**EXERCISE OBJECTIVE**
Pick out every line in the items below that contains the word "chair", and copy each one.

**DATA SECTION**
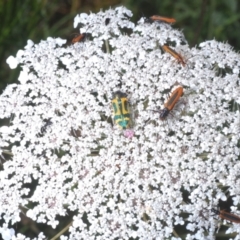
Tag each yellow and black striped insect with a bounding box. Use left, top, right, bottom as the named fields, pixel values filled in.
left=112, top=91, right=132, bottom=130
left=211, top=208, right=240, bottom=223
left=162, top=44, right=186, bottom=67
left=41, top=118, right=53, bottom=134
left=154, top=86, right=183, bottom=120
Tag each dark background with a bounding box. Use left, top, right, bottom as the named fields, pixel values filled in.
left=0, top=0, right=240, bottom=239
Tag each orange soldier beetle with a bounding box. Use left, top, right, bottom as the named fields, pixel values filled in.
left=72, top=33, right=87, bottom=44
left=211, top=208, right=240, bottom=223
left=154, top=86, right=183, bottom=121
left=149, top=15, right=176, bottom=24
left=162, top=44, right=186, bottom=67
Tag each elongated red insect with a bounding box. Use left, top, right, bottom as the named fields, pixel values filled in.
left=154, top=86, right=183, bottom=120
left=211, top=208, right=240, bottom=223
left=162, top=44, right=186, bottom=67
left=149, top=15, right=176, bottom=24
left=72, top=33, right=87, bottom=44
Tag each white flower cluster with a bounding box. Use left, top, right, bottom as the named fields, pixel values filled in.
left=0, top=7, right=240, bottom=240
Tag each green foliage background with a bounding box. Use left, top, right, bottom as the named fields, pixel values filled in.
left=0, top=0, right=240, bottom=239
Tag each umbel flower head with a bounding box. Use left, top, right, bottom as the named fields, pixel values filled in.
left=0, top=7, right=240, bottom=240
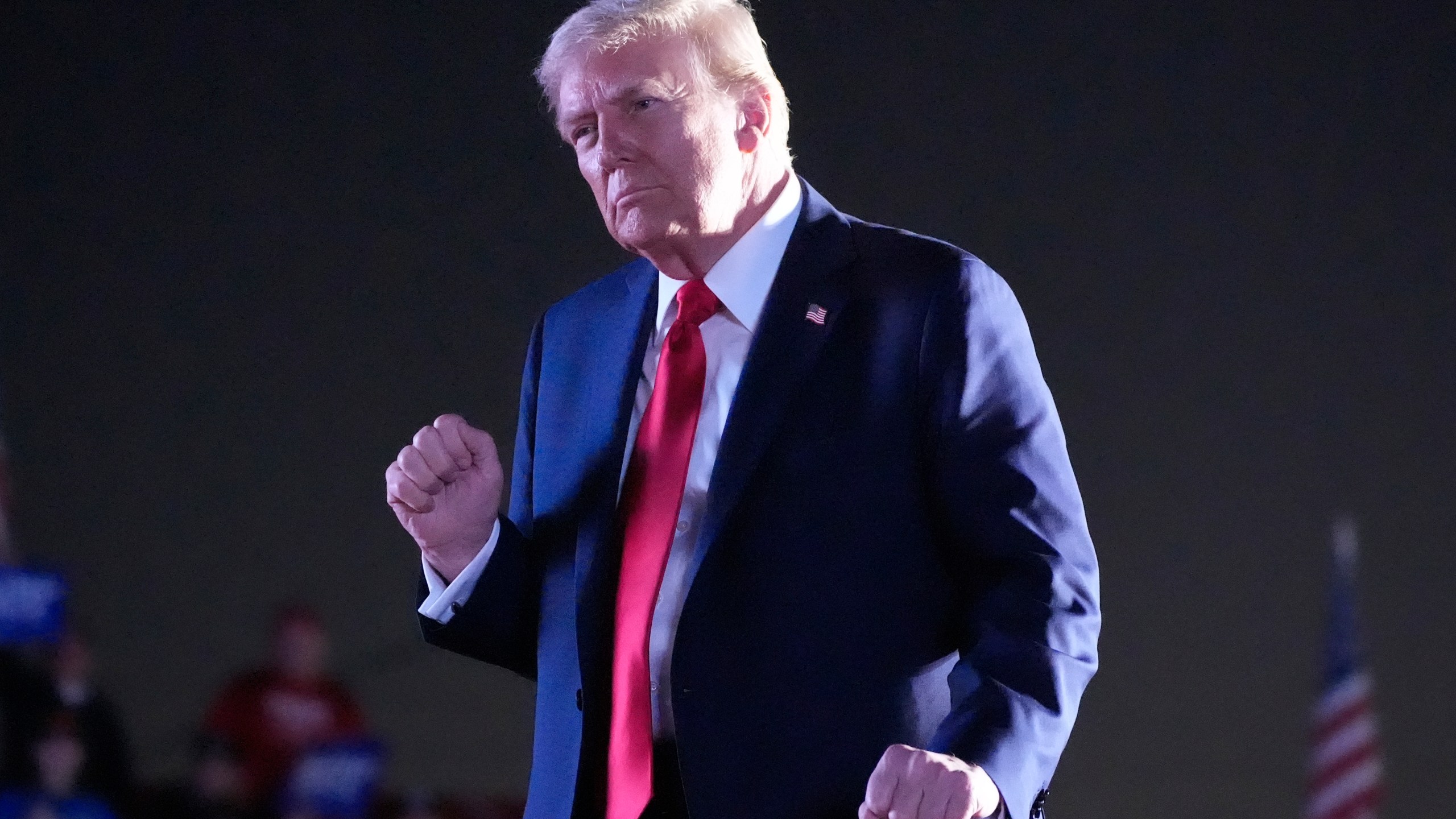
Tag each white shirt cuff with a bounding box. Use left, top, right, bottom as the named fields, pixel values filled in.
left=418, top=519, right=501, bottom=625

==

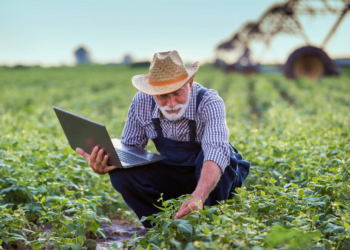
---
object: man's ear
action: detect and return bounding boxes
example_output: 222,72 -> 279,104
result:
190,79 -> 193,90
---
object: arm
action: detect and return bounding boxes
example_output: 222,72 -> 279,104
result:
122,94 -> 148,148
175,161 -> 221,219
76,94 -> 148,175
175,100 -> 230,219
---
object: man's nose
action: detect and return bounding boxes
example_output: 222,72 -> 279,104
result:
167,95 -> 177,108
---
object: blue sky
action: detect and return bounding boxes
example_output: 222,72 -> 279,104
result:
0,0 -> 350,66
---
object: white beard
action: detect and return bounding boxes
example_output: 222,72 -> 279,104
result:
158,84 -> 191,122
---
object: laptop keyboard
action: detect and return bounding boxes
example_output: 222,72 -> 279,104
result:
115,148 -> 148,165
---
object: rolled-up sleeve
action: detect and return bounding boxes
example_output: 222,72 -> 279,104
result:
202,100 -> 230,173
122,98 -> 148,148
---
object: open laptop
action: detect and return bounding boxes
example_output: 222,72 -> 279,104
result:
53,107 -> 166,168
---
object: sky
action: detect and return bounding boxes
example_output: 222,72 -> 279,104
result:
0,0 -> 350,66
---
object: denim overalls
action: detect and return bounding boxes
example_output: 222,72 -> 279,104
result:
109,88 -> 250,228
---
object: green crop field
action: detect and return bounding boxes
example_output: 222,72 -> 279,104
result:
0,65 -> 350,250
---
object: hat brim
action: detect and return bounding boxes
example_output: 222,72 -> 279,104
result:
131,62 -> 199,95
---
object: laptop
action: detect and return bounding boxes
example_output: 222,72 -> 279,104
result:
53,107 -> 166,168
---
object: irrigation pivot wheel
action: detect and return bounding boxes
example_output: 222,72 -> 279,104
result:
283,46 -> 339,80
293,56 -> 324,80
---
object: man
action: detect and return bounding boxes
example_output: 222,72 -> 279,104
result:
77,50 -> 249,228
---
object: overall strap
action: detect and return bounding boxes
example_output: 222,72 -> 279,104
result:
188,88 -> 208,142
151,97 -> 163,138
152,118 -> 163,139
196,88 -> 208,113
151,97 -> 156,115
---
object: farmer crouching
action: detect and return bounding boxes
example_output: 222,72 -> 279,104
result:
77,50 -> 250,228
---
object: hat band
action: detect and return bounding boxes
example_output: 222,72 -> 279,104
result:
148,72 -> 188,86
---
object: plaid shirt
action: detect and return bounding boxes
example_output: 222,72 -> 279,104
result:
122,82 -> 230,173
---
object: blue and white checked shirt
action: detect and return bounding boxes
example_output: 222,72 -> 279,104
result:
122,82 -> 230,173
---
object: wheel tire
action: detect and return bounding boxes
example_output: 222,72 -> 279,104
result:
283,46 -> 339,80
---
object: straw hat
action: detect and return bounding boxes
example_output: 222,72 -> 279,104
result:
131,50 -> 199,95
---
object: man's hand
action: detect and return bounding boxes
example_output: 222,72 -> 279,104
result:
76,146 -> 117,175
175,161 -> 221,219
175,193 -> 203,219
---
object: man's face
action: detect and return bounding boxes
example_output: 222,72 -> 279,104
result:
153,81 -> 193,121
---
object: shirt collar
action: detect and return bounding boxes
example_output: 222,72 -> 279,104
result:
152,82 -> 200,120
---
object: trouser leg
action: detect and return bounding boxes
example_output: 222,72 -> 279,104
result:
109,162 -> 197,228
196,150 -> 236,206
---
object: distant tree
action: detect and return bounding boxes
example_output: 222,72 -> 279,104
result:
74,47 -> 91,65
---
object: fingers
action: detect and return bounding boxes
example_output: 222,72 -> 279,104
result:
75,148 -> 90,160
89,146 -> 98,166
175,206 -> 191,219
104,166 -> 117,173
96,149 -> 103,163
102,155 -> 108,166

* * *

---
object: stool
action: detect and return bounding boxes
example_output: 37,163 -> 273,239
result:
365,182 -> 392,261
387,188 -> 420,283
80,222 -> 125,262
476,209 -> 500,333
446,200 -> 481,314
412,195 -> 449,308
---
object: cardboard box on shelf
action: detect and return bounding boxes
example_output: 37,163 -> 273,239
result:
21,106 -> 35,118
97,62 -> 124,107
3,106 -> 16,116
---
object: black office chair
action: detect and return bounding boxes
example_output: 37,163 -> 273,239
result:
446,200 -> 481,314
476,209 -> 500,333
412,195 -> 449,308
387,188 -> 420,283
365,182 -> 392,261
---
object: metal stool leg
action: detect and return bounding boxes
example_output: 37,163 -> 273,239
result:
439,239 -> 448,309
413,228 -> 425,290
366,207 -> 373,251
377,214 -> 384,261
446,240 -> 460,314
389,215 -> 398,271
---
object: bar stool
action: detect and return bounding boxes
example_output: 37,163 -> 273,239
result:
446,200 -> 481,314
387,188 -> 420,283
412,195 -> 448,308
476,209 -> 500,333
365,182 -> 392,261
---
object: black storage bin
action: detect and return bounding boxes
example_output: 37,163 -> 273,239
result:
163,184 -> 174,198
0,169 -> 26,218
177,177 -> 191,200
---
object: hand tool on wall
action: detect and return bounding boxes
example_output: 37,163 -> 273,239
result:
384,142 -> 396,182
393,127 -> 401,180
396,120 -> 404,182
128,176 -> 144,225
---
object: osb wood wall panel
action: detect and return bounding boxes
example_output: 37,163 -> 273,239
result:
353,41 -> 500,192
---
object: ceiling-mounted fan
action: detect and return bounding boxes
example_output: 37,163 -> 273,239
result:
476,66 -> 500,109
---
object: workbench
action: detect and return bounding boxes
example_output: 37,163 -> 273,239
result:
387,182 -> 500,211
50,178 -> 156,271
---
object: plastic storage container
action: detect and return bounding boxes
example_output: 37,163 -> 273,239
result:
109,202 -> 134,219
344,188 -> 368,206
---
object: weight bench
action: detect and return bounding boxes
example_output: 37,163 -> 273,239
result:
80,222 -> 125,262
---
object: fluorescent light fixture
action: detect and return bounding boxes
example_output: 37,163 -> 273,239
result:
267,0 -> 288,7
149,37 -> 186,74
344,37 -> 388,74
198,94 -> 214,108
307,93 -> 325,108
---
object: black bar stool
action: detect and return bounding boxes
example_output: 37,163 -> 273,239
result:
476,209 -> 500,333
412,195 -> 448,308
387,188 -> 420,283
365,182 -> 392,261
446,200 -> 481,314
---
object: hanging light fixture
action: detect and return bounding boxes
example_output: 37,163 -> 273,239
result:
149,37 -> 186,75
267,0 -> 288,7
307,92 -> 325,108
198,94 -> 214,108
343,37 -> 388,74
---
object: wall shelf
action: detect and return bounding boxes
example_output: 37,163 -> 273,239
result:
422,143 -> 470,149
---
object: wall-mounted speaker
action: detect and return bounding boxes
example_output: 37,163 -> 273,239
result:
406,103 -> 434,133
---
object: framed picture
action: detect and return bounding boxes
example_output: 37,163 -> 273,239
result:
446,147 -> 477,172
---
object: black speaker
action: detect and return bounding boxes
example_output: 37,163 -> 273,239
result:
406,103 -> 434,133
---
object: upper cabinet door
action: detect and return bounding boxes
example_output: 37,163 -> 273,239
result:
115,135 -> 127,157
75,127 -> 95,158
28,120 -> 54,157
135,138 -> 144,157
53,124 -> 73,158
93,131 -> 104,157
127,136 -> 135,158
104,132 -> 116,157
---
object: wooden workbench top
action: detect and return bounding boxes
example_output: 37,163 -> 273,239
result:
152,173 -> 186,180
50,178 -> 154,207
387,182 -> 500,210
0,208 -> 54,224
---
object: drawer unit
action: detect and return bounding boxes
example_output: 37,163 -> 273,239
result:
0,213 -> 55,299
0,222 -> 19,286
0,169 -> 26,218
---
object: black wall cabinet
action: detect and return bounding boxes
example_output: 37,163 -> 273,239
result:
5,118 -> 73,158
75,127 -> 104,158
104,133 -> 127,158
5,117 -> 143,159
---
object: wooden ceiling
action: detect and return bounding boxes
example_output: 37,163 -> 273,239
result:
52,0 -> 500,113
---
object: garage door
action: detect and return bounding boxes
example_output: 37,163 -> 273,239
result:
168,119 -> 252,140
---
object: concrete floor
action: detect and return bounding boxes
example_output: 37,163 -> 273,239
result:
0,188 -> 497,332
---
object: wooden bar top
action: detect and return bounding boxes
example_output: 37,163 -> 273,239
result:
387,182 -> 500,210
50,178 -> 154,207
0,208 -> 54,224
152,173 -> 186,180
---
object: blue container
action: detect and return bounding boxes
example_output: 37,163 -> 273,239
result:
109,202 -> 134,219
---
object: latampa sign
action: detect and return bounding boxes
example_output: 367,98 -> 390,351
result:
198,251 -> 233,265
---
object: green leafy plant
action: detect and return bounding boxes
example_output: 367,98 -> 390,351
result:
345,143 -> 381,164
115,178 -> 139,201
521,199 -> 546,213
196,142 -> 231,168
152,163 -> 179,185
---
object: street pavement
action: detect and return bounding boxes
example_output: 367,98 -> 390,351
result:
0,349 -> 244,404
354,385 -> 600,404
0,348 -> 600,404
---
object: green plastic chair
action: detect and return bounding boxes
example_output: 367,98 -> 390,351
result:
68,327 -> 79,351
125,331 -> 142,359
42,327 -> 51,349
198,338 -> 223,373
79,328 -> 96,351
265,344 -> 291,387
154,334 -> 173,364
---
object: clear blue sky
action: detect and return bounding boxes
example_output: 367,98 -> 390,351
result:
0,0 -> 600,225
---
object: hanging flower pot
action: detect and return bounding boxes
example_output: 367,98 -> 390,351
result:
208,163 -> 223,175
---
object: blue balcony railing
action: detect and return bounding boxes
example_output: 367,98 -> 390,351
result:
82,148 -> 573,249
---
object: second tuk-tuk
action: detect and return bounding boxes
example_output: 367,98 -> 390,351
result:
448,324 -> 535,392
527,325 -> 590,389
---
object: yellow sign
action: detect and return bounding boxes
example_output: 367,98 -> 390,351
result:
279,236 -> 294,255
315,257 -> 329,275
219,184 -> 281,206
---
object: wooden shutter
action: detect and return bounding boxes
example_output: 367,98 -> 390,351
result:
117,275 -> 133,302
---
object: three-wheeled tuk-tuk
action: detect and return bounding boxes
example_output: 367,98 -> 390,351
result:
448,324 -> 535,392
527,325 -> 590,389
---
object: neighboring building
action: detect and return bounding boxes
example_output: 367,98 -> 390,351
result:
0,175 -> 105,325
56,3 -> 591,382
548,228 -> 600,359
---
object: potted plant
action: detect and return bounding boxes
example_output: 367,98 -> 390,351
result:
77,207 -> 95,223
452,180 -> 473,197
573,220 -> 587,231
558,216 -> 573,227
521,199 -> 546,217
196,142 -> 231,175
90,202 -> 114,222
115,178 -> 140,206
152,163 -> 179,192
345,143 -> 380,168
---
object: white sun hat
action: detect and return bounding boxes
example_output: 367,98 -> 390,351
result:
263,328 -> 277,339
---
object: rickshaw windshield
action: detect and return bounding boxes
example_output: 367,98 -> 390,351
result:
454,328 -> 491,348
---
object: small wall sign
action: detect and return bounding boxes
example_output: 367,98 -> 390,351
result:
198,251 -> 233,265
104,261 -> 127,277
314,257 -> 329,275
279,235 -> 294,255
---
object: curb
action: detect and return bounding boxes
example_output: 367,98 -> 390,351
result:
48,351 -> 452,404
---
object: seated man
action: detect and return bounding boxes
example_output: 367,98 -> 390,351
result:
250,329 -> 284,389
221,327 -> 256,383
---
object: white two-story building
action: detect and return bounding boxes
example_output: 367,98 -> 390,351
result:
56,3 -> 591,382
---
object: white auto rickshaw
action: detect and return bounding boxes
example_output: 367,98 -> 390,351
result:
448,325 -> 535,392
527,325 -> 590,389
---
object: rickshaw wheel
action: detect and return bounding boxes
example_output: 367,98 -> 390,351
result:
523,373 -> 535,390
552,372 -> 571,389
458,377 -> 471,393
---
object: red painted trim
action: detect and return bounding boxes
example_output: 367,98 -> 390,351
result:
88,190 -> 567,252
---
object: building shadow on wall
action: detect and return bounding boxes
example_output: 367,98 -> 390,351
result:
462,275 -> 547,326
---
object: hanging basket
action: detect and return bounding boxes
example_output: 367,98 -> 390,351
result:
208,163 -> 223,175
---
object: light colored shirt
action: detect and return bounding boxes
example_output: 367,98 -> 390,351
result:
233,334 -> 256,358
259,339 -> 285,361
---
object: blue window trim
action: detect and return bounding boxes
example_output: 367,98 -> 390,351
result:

**CORRECT OUTPUT**
object: black office chair
object: green plastic chair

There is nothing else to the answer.